(Mask labeling examples)
___
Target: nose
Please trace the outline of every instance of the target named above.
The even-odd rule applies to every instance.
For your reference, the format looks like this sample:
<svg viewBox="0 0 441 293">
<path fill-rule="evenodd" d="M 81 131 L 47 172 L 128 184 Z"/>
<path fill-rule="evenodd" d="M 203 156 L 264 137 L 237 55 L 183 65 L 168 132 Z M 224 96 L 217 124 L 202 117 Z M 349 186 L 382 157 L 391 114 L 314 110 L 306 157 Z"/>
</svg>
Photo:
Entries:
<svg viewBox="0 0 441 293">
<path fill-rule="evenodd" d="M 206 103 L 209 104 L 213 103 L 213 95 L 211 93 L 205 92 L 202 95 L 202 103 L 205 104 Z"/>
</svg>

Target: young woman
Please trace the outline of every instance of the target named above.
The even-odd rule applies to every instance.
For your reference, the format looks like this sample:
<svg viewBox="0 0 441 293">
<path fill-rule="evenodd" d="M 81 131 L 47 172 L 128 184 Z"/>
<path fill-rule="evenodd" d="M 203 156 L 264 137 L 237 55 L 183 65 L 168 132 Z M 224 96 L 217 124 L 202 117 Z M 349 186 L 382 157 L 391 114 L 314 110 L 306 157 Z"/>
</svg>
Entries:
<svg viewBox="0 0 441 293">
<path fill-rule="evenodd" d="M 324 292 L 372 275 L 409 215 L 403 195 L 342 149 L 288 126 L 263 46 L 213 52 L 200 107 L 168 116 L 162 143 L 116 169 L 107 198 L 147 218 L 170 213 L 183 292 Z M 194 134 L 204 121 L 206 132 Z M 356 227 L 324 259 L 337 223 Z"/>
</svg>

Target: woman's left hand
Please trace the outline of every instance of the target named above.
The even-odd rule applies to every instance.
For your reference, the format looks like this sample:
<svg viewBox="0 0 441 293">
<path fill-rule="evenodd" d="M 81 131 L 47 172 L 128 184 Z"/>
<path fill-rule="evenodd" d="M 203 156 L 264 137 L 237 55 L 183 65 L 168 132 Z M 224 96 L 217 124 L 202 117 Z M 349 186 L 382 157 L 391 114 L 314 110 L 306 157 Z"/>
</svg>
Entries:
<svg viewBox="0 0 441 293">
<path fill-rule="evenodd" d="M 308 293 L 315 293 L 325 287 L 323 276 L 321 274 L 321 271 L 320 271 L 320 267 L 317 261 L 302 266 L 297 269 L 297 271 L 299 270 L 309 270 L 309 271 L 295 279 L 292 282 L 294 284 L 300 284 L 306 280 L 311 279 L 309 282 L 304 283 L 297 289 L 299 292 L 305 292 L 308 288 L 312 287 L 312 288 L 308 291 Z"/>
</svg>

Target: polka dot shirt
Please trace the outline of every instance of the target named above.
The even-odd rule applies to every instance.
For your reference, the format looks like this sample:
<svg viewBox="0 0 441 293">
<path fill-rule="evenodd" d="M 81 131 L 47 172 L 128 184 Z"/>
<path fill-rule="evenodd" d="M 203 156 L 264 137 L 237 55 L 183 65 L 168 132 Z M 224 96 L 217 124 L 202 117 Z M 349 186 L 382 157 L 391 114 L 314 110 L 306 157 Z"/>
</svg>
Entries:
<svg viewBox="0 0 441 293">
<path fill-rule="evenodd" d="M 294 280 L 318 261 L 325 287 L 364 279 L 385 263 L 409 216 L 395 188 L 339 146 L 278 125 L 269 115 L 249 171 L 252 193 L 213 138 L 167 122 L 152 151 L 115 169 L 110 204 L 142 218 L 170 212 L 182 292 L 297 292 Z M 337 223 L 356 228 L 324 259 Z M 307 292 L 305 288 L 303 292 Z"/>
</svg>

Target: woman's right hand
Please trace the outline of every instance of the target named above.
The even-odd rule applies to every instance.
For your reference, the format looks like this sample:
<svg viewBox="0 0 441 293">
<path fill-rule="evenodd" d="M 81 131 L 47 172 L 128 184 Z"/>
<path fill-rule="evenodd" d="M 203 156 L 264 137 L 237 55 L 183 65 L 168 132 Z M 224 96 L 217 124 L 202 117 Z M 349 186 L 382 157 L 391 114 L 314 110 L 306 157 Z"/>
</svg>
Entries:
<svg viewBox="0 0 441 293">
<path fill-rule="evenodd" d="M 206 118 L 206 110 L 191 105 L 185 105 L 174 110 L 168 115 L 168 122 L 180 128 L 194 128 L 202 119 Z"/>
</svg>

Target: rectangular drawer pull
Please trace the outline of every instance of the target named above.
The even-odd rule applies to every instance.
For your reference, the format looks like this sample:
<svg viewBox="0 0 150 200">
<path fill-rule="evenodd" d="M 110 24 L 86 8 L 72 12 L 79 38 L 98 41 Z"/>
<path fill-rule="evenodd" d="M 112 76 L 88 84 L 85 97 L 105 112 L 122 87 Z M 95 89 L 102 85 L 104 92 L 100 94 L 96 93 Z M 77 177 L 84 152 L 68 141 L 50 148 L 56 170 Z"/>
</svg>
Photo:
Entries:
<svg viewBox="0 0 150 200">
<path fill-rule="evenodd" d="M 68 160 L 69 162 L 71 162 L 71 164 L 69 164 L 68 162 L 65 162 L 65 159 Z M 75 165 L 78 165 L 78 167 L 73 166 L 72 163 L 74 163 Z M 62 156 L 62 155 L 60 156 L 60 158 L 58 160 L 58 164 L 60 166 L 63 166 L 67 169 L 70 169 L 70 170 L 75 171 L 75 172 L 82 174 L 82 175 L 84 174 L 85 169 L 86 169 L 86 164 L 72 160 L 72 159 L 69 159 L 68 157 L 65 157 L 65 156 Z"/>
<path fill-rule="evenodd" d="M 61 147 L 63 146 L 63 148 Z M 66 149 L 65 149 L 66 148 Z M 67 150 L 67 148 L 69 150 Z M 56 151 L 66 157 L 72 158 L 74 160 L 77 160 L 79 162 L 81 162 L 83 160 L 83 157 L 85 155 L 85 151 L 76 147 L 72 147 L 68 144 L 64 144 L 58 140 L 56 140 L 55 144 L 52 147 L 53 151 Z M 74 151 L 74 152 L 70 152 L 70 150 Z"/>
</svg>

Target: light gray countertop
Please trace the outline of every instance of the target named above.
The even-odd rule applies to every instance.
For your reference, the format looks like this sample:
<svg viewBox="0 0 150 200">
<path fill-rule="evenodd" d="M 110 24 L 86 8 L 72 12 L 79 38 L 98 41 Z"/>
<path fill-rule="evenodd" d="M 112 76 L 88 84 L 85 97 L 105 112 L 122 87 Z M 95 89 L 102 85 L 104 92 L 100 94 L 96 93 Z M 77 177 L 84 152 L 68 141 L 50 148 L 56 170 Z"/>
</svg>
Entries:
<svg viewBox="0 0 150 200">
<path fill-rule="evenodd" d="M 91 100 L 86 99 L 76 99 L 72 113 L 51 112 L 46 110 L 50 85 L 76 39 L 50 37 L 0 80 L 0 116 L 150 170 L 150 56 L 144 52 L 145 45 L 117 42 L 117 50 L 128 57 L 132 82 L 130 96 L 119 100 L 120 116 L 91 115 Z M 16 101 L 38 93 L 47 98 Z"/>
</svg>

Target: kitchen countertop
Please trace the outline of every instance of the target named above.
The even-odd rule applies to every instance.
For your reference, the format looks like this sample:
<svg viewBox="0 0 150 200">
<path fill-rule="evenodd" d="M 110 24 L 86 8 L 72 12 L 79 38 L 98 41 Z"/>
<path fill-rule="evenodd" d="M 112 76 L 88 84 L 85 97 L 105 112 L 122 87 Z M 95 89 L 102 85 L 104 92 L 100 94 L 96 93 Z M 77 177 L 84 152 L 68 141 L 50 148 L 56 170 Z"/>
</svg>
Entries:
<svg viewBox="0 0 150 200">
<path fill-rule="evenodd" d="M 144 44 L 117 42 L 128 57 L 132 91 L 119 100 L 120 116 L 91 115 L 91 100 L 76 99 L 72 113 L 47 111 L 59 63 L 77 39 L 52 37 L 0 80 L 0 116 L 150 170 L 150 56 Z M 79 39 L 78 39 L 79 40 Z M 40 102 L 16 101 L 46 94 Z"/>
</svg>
___
> _WORK TO BE COMPLETED_: Pick out each line in the records above that contains the word "hand" and copy it in full.

> _EXERCISE OUTPUT_:
Target: woman's left hand
Target: woman's right hand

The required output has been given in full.